State how many lines of the data below contain the word "grassy", and give only that number.

EXTRACTED MATERIAL
.....
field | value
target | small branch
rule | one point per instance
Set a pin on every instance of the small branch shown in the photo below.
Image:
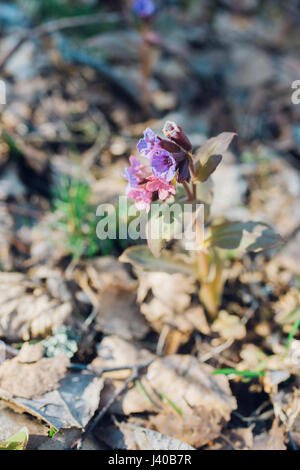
(77, 444)
(53, 26)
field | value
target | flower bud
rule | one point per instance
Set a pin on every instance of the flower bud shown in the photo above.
(174, 132)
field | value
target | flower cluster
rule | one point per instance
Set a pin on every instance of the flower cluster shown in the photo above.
(144, 8)
(168, 164)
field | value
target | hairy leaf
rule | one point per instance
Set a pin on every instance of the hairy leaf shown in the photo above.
(245, 236)
(16, 442)
(141, 256)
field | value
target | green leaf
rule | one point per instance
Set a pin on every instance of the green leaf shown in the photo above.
(208, 168)
(163, 225)
(244, 373)
(16, 442)
(141, 256)
(245, 236)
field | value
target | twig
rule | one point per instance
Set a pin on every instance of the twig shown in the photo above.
(216, 350)
(51, 27)
(12, 351)
(77, 444)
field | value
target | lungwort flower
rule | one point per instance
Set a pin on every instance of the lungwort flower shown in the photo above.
(168, 162)
(144, 8)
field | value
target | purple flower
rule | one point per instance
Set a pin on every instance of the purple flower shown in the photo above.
(163, 163)
(136, 173)
(144, 8)
(148, 143)
(142, 197)
(161, 186)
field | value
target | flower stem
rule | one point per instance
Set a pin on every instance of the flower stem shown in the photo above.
(207, 291)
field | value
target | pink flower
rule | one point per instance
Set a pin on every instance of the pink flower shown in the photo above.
(163, 187)
(136, 173)
(142, 197)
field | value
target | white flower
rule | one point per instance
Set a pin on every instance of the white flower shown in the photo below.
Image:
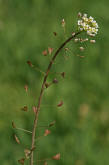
(88, 24)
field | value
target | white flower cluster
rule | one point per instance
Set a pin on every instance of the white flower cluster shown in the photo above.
(88, 24)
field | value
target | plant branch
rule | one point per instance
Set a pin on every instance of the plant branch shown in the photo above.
(42, 91)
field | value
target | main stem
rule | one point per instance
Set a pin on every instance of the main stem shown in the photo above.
(42, 91)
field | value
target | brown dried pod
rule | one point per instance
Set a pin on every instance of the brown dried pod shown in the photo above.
(29, 63)
(21, 161)
(16, 139)
(47, 132)
(45, 52)
(56, 157)
(52, 123)
(60, 104)
(25, 108)
(13, 125)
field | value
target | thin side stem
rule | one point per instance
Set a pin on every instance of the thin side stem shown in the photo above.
(42, 91)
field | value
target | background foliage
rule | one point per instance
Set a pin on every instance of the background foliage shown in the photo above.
(81, 133)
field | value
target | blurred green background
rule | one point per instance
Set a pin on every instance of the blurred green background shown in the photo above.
(81, 132)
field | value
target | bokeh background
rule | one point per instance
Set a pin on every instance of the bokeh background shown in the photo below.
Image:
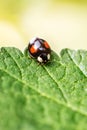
(63, 23)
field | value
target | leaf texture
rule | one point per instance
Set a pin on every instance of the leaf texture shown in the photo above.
(43, 97)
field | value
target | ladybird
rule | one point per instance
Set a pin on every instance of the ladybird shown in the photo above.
(39, 49)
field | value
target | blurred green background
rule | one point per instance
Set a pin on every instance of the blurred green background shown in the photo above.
(63, 23)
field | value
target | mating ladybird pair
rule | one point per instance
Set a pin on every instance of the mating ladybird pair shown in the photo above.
(40, 50)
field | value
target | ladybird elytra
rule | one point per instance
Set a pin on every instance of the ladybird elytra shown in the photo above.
(39, 49)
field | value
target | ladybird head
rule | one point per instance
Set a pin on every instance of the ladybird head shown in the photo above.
(43, 58)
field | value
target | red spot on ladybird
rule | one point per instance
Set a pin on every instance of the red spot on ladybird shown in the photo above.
(46, 45)
(33, 50)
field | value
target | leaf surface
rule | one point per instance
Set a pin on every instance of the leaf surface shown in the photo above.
(43, 97)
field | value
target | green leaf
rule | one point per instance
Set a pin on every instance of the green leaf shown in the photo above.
(43, 97)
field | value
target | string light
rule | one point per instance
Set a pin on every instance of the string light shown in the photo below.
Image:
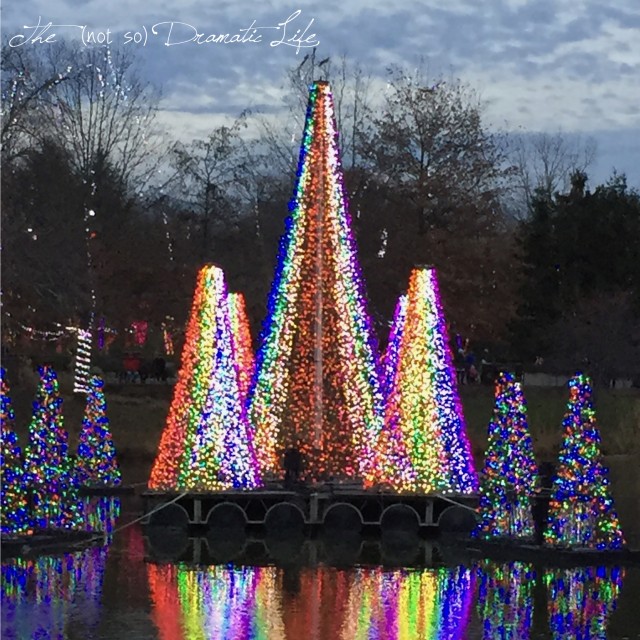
(207, 443)
(83, 362)
(96, 463)
(581, 509)
(317, 385)
(15, 513)
(423, 410)
(510, 474)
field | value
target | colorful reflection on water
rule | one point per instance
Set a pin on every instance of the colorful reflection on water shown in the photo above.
(115, 592)
(264, 602)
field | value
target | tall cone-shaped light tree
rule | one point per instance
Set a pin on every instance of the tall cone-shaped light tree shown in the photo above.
(96, 461)
(317, 385)
(14, 517)
(207, 443)
(422, 402)
(510, 474)
(242, 342)
(581, 510)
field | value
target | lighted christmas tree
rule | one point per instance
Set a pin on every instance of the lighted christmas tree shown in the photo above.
(389, 360)
(422, 402)
(242, 342)
(15, 513)
(96, 462)
(581, 510)
(580, 601)
(317, 384)
(207, 443)
(510, 474)
(49, 468)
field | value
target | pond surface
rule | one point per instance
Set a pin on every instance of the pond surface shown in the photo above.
(305, 590)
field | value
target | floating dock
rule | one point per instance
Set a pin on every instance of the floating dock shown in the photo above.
(331, 508)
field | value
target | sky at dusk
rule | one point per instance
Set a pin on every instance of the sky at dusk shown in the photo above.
(544, 65)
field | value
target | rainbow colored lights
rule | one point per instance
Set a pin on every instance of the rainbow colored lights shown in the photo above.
(510, 474)
(259, 602)
(423, 409)
(49, 468)
(581, 511)
(505, 600)
(96, 463)
(207, 443)
(15, 517)
(580, 601)
(317, 384)
(242, 340)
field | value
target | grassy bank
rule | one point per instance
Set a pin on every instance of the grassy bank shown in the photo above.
(137, 415)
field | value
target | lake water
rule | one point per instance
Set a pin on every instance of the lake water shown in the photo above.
(305, 590)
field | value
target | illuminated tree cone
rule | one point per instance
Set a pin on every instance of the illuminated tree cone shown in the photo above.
(242, 342)
(581, 510)
(96, 462)
(510, 473)
(505, 600)
(389, 360)
(15, 513)
(422, 402)
(580, 601)
(207, 443)
(49, 468)
(317, 377)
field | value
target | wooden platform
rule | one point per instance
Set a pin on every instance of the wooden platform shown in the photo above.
(327, 508)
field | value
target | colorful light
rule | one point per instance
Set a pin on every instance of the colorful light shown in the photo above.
(581, 510)
(15, 514)
(242, 342)
(317, 384)
(580, 601)
(96, 462)
(48, 466)
(505, 600)
(510, 474)
(207, 443)
(423, 408)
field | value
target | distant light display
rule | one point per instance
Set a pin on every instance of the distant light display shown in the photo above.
(242, 342)
(207, 443)
(581, 600)
(510, 474)
(15, 518)
(49, 468)
(96, 462)
(317, 385)
(423, 405)
(581, 510)
(505, 600)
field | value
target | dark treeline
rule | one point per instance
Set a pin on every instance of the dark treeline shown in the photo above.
(105, 216)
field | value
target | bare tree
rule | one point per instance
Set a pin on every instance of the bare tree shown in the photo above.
(545, 162)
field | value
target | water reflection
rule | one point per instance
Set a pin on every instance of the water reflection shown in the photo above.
(581, 600)
(258, 602)
(505, 600)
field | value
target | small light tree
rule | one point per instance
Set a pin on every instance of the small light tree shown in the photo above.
(15, 512)
(96, 462)
(50, 470)
(510, 473)
(581, 510)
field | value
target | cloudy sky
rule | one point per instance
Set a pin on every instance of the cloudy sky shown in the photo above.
(539, 65)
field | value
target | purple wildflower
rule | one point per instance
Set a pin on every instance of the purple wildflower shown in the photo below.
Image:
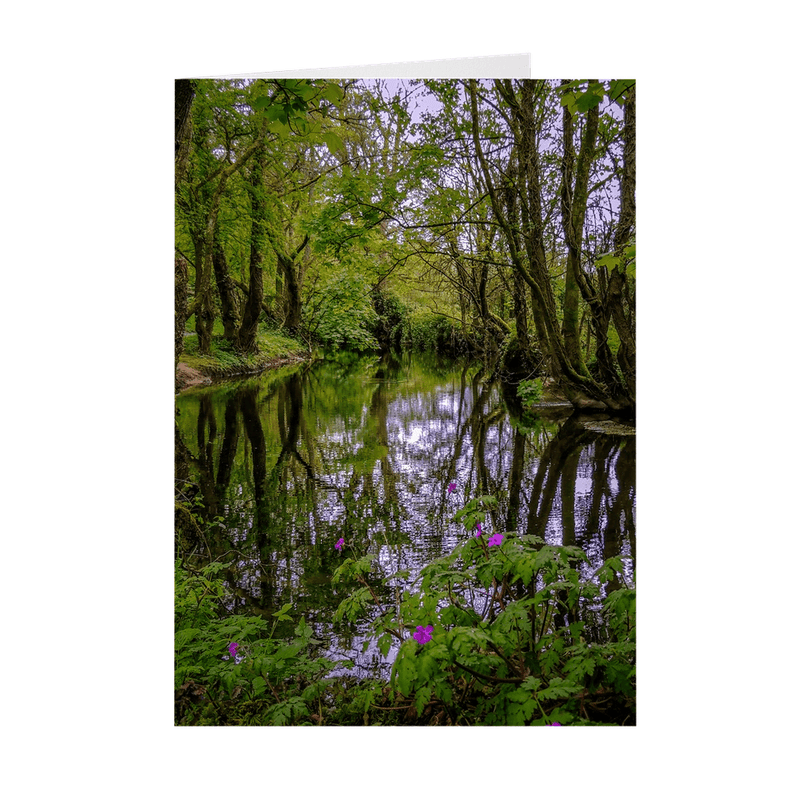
(423, 634)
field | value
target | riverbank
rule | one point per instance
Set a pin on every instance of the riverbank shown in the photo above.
(188, 376)
(195, 369)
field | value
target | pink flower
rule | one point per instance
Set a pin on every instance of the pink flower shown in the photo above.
(423, 634)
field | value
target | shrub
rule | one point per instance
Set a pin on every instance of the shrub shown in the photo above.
(508, 632)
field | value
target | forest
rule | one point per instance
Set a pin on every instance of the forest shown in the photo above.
(492, 218)
(410, 497)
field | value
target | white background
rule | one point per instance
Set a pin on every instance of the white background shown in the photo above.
(87, 134)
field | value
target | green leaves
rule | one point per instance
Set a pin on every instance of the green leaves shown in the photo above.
(335, 144)
(578, 99)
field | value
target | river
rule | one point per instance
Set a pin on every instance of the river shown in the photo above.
(366, 449)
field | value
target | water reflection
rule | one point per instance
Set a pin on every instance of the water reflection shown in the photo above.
(365, 449)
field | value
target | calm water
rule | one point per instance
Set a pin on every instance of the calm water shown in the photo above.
(364, 448)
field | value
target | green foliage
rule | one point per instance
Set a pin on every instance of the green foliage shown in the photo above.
(342, 313)
(530, 391)
(425, 330)
(270, 681)
(510, 642)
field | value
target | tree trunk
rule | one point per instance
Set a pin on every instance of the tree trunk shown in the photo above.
(181, 306)
(227, 292)
(574, 199)
(248, 331)
(184, 95)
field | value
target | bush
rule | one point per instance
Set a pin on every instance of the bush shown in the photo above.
(230, 670)
(343, 316)
(425, 330)
(508, 632)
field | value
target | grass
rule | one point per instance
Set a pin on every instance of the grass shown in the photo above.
(272, 346)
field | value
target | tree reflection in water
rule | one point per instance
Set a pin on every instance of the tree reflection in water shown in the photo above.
(364, 449)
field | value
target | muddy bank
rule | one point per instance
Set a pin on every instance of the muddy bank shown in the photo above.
(188, 377)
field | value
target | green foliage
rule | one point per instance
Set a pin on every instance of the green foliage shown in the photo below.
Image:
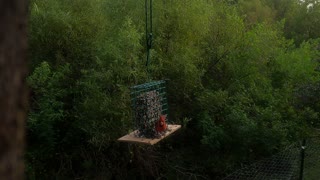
(240, 88)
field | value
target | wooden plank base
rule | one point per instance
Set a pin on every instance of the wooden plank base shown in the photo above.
(131, 138)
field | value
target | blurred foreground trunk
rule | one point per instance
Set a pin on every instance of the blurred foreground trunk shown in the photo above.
(13, 93)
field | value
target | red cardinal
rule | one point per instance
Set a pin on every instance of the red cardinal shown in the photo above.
(161, 124)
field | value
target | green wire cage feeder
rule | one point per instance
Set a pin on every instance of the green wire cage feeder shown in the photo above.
(149, 103)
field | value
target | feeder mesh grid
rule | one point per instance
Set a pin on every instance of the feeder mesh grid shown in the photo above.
(149, 101)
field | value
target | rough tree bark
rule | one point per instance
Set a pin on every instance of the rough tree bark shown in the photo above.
(13, 95)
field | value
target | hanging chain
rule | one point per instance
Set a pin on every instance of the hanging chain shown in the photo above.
(149, 37)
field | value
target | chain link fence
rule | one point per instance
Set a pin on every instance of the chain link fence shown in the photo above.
(298, 161)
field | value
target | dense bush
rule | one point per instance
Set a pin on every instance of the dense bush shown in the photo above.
(243, 88)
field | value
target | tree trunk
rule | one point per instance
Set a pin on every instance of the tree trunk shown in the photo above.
(13, 95)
.....
THE OUTPUT
2